++++ 抜粋 ++++

今回は名古屋の子育て人気エリアの一角、「本山」駅周辺のエリアを調査しました。
子育てに適した「文教地区」
名古屋市指定の文教地区にある
今回のエリアは、名古屋市が指定している文教地区の内部または隣接しているエリアです。
名古屋には「名古屋市文教地区建築条例」があり、この条例で指定されたエリアは「文教地区の良好な環境に支障を及ぼすおそれのある施設は建築できない」という制限があります。
具体的なエリアをざっくりと書くと以下の通りで、概ね本山-八事間と星ヶ丘駅周辺が文教地区として指定されています。
※文教地区は明確な区切りが示されていないので100%正確ではありません。詳細はこちらからどうぞ。
文教地区に指定されることの具体的な意味としては、以下のような建築物が原則として建てられません。
- キャバレー、マージャン屋、パチンコ屋等
- 旅館、ホテル
- 公衆を入浴させる施設
- 個室付浴場等
つまり、文教地区は「いわゆる嫌悪施設」を建てること禁止されているため、子育て環境として一定の配慮がある地区と言えます。
学区について
「本山」駅周辺は人気学区である『東星中学区』『城山中学区』が含まれているエリアです。
学区の位置関係
「本山」駅周辺に住む場合、見附小か東山小のどちらかに通うことになりますが、それぞれ進学する中学が異なります。
- 見附小→城山中
- 東山小→東星中
城山中の学区には覚王山駅が最寄りの田代小、東星中の学区には星ヶ丘駅・東山公園駅が最寄りの星ヶ丘小が含まれているため、今回は見附小・田代小と東山小・星ヶ丘小の4校についてもご紹介していきます。
城山中学区、東星中学区はエリアがそれなりに広く、通学のために最大で2駅分程度の距離を歩く可能性がありますが、いずれも小学校2学区の中間に近い位置に立地しています。

++++ 資料 ++++

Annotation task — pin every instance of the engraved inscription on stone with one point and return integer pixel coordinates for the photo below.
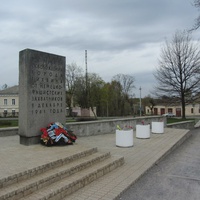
(41, 92)
(46, 90)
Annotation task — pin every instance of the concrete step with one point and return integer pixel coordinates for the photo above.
(41, 178)
(13, 185)
(16, 178)
(60, 189)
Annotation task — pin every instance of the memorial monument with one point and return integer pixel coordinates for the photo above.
(41, 93)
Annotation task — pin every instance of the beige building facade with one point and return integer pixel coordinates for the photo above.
(9, 102)
(190, 110)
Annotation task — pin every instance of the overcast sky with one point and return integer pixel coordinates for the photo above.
(120, 36)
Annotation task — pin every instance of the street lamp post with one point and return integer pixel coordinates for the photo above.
(140, 102)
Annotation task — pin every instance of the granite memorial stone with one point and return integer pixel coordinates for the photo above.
(41, 93)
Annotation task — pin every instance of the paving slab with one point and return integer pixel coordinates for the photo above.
(144, 154)
(177, 176)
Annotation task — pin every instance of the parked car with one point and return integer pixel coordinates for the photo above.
(169, 115)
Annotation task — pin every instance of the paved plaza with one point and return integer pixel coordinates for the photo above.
(144, 154)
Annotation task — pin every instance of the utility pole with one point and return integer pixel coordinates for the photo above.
(140, 102)
(86, 79)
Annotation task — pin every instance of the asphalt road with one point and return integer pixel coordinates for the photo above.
(176, 177)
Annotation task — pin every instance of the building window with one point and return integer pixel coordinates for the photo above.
(5, 101)
(13, 101)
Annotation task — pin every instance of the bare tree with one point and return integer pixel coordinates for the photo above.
(178, 72)
(197, 20)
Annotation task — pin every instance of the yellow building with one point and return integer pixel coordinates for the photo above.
(9, 102)
(190, 110)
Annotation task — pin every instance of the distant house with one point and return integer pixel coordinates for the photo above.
(9, 102)
(190, 110)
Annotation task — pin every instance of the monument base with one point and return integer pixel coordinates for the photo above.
(27, 141)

++++

本山駅周辺を紹介した抜粋の「今回は名古屋の子育て人気エリアの一角、「本山」駅周辺のエリアを調査しました。」から「ん。詳細はこちらからどうぞ。」までを、「文教地区」を「文教エリア」に置き換えて書き直してください。

今回は名古屋の子育て人気エリアの一角、「本山」駅周辺のエリアを調査しました。
子育てに適した「文教エリア」
名古屋市指定の文教エリアにある
今回のエリアは、名古屋市が指定している文教エリアの内部または隣接しているエリアです。
名古屋には「名古屋市文教エリア建築条例」があり、この条例で指定されたエリアは「文教エリアの良好な環境に支障を及ぼすおそれのある施設は建築できない」という制限があります。
具体的なエリアをざっくりと書くと以下の通りで、概ね本山-八事間と星ヶ丘駅周辺が文教エリアとして指定されています。
※文教エリアは明確な区切りが示されていないので100%正確ではありません。詳細はこちらからどうぞ。